### PROBLEM TO WORK ON
Rewrite the items from the line with "of the grassy" up to and including the line with "x=345 y=190", changing "thickest" to "widest" and leaving everything else as it is.

### THE RECORDS
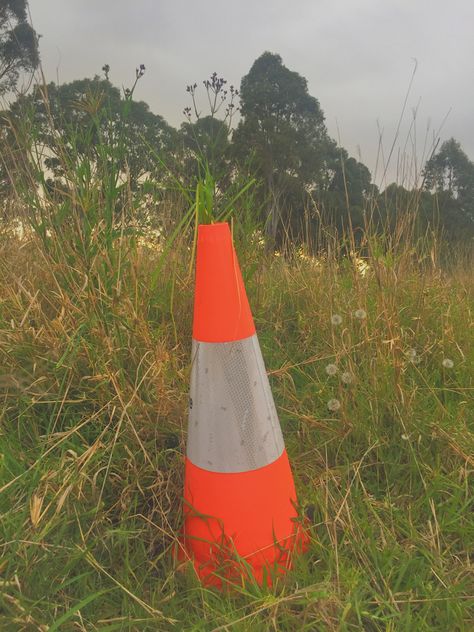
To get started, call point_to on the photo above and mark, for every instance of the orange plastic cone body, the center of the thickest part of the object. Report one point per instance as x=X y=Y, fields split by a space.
x=239 y=495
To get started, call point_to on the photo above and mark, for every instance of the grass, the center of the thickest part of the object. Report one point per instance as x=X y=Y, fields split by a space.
x=95 y=372
x=95 y=341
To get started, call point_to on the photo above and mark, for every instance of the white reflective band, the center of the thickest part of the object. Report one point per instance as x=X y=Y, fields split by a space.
x=233 y=423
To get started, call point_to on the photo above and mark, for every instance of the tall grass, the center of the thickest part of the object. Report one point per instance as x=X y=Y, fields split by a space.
x=95 y=328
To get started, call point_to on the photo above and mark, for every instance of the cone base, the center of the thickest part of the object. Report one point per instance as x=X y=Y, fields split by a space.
x=241 y=525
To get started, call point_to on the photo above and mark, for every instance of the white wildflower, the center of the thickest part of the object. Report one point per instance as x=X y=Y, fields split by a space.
x=347 y=377
x=361 y=314
x=334 y=405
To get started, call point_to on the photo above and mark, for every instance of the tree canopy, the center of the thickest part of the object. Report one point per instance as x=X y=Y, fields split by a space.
x=18 y=43
x=282 y=128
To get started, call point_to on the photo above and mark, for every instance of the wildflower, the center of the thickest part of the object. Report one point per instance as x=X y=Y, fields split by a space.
x=331 y=369
x=347 y=377
x=361 y=314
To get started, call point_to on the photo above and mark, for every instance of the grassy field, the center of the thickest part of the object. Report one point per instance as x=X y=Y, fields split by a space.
x=95 y=342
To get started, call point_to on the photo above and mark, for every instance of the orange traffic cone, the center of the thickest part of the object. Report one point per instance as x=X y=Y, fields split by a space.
x=240 y=515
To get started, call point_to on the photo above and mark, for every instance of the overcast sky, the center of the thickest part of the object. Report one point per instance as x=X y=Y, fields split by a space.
x=357 y=55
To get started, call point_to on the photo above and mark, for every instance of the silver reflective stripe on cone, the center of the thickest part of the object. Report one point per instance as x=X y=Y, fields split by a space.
x=233 y=423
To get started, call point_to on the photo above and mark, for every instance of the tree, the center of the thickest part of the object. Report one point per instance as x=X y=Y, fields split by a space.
x=450 y=175
x=283 y=128
x=18 y=43
x=89 y=118
x=345 y=190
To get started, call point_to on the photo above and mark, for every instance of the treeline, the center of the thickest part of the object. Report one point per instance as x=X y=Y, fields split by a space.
x=267 y=138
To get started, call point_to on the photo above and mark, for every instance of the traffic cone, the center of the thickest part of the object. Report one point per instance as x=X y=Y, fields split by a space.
x=240 y=518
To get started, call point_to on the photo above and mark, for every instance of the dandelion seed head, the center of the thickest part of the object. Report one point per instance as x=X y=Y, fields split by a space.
x=334 y=405
x=331 y=369
x=347 y=377
x=361 y=314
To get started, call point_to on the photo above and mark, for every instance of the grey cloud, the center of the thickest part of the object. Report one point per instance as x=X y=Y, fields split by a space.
x=357 y=56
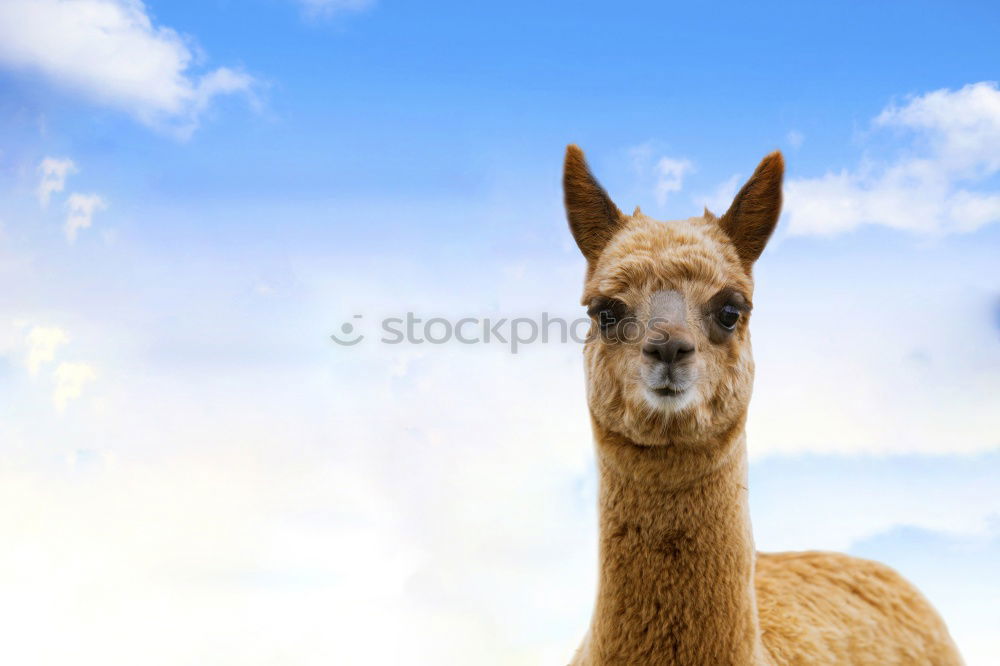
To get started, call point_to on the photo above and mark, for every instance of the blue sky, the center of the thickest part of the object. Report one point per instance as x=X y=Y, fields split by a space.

### RESPONSE
To get started, call point_to on the photo above and mark, for every instance of the grassy field, the center of the widest part of the object. Report one point per instance as x=X y=Y, fields split by a space.
x=95 y=342
To get started, call point_to on the photo above and mark, for every instance of the orange traffic cone, the center of the widest part of the object. Report one point per instance as x=X y=Y, fields split by a space.
x=240 y=515
To get started, call point_to on the photo above and mark, for every instance of the overcast sky, the center of the widest part of the object. Report one point per instance as x=X y=Y, fields split by a space.
x=357 y=55
To get started, call point_to on the photo above and mark, for every instance of the silver reflective stripe on cone, the center of the widest part of the object. Report one point per instance as x=X y=Y, fields split by a space.
x=233 y=423
To get started, call point_to on the photo above and mark, for every instance of the tree, the center of the widest part of the object. Report one point per instance as x=X y=Y, fields split by a space.
x=450 y=175
x=283 y=128
x=18 y=43
x=89 y=118
x=345 y=190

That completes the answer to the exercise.